» **Gestellte Aufgabe**
Ersetze im folgenden Text über das Musikangebot von Universal "Download-Dienst" durch "Online-Musikshop" und gib den Abschnitt zwischen "Man kann nicht" und "auf CD brennen.", einschließlich, in dieser geänderten Form wieder.

» **Vorliegender Text**
⟨
Man kann nicht unbedingt behaupten, daß der
Unterhaltungskonzern Universal seinen Kunden ein gutes
Erinnerungsvermögen
unterstellt. Am Freitag startete der weltweit größte Plattenverlag
seinen
neuen Download-Dienst für Deutschland, und eine mittlere Amnesie war
schon
ganz hilfreich, um das Neue und Spektakuläre daran auch zu begreifen.
Wer
bei popfile.de Songs erwirbt, verkündete die Neuberliner Firma, der
könne
sich diese Stücke auch in seinen MP3-Player laden oder auf CD brennen.
Dabei
dürften selbst die jüngeren unter den CD-Käufern noch miterlebt haben,
daß
das Kopieren von CDs oder MP3s auch einmal ohne tiefere
Informatikkenntnisse
möglich war, damals, in der guten alten Zeit der Musikindustrie, vor
Krise,
Kopierschutz und Kriminalisierung - vor etwa einem Jahr also.
⟩
» **Erfasste Daten**
⟨
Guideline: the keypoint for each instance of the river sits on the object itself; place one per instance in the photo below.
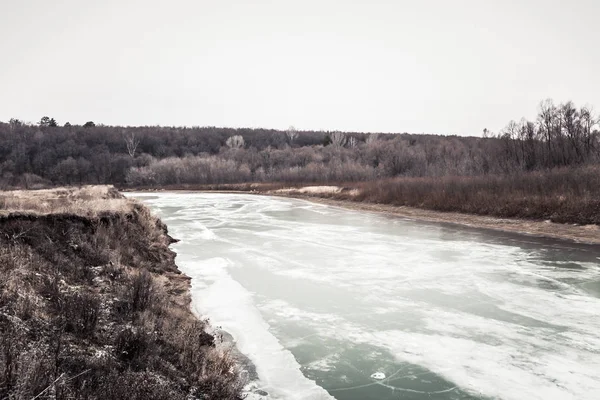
⟩
» **Ergebnis der Aufgabe**
Man kann nicht unbedingt behaupten, daß der
Unterhaltungskonzern Universal seinen Kunden ein gutes
Erinnerungsvermögen
unterstellt. Am Freitag startete der weltweit größte Plattenverlag
seinen
neuen Online-Musikshop für Deutschland, und eine mittlere Amnesie war
schon
ganz hilfreich, um das Neue und Spektakuläre daran auch zu begreifen.
Wer
bei popfile.de Songs erwirbt, verkündete die Neuberliner Firma, der
könne
sich diese Stücke auch in seinen MP3-Player laden oder auf CD brennen.